Therefore, farmers need be accountable only for the amount by which their methane emissions are increasing by (plus nitrous oxide emissions).  That accountability is much less than the 49% that MfE points the finger at the ag sector to mitigate.

 If the moral imperative here is to clean up our own mess, we must leave farmers alone and look to our own use of fossil fuels to clean up.  But that undermines our economy much more than undermining the economic viability of animal farmers by putting them in to the ETS based on their gross impact, rather then their net impact.

by Rich on October 05, 2018
Rich

There are a few self-interested reasons for NZ to reduce its carbon emissions:

- we will isolate ourselves from variable and increasing costs of fossil fuels and thus have a stable and decreasing energy input cost to our economy

- places such as the EU will eventually lose patience and impose a carbon tarrif on imports from coubtries that don't get their act together - we should work to be on the right side of that

 

by Dennis Frank on October 06, 2018
Dennis Frank

I agree with your advocacy of a mitigation strategy, Brian.  Couple of provisos ought to apply.  First, as you suggest, a cross-party consensus on emissions policy ought to be negotiated - could call it a national resilience policy.  Second, the principle of true-cost accounting that the Green Party adopted as economic policy almost thirty years ago ought to be implemented via legislation.  The capitalist practice of socialising costs must be totally eliminated.

Interesting to hear a petrolhead anticipating going electric.  High time our petrolheads stopped acting like a bunch of juvenile delinquents.  Disgusting how our politicians & media keep failing to hold them accountable for their pollution.  At least farmers are a vital part of the economy - unlike the useless parasites promoting their delinquency as "motor sports".  As if addiction to speed & fossil-fuel burning was something to be proud of.  Time they grew up.

by Brian Easton on October 07, 2018
Brian Easton

Dear John,

I have come to a similar conclusion to you, but have been hesitant to go public because one just cannot believe the conventional wisdom can be so wrong.

If you are right, than there is a profound muddle in the measurement of stocks and flows. This issue was largely sorted out in applied mathematics by Galileo and Newton; economists were a little later when in the 1940s Bill Philips – NZ’s most eminent economist – set the issue out.
*-*-*
*TO DO:*
1) In the emissions discussion, what economic policy principle did the Green Party adopt almost thirty years ago?
2) Extend the emissions discussion past its final sentence.

*Dataset entries:*
*-*-*
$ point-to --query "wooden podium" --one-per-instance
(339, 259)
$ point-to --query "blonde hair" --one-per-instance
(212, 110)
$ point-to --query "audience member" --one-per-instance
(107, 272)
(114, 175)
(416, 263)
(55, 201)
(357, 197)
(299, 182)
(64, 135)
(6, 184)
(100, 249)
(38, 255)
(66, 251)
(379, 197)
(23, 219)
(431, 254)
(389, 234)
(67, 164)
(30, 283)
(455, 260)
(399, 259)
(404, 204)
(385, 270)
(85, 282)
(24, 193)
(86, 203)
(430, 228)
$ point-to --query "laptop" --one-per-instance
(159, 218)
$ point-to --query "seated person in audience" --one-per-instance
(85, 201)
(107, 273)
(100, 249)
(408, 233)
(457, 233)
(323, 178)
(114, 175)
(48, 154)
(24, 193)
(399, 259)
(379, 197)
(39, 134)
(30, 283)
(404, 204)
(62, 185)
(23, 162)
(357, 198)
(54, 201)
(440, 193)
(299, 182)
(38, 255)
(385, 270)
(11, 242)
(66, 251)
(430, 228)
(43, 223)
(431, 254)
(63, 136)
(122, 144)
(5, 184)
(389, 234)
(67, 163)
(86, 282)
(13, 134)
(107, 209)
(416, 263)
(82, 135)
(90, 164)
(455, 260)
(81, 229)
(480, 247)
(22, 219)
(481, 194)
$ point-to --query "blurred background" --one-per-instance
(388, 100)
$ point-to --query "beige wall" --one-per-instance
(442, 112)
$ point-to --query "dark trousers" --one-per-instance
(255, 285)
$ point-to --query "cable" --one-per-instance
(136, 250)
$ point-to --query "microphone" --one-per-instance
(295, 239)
*-*-*
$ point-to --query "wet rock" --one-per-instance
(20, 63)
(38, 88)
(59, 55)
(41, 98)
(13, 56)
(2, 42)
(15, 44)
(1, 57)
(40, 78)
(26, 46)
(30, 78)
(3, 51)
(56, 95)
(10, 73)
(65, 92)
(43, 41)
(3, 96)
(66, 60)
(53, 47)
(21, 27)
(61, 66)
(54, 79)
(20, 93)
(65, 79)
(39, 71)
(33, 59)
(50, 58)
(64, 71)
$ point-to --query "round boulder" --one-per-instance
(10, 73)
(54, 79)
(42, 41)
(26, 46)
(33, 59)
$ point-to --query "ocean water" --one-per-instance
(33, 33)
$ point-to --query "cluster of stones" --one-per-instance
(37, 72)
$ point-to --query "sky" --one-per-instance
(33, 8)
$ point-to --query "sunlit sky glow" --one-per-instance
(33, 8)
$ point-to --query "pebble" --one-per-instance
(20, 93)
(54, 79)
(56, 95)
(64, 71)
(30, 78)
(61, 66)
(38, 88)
*-*-*
*ANSWERS FOR THE EXERCISE:*
1) The principle of true-cost accounting.

2)
Let’s for a moment ignore that methane is more damaging than carbon dioxide. Then the carbon cycle is that CO2 is absorbed from the air by grass, which is digested by cows and emitted as CH4 which breaks down to CO2. As far as I can work out, we ignore the grass absorption of CO2 because the stock of carbon in the grass is (broadly) constant, overlooking that the absorption is a part of the total cycle. We seem to be treating cows as if they are eating coal.

Now you are quite right, John, that CH4 is more damaging and takes time to break down into CO2. But if the net annual CH4 is constant (say the number of cows is not increasing) then over time the net contribution from CH4 is zero. If the dairy herd is growing (and the emissions per cow are constant) then there will be a net effect as long as the herd grows. When it stops then, 30-odd years after, NZ’s net carbon emissions from this source are zero.

Now I cant believe that this has not been taken into account by those who have calculated our carbon balances. But there are various indications that they have not done it properly. Has anyone checked the calculations?

Couple of further points. First, suppose you are right John. Then we almost certainly have been purchasing carbon credits on the international market when we do not need to have done so. In effect there has been an unnecessary fiscal drain. I can think of much better uses of the funds if we have been meeting (or more closely meeting) our emissions target.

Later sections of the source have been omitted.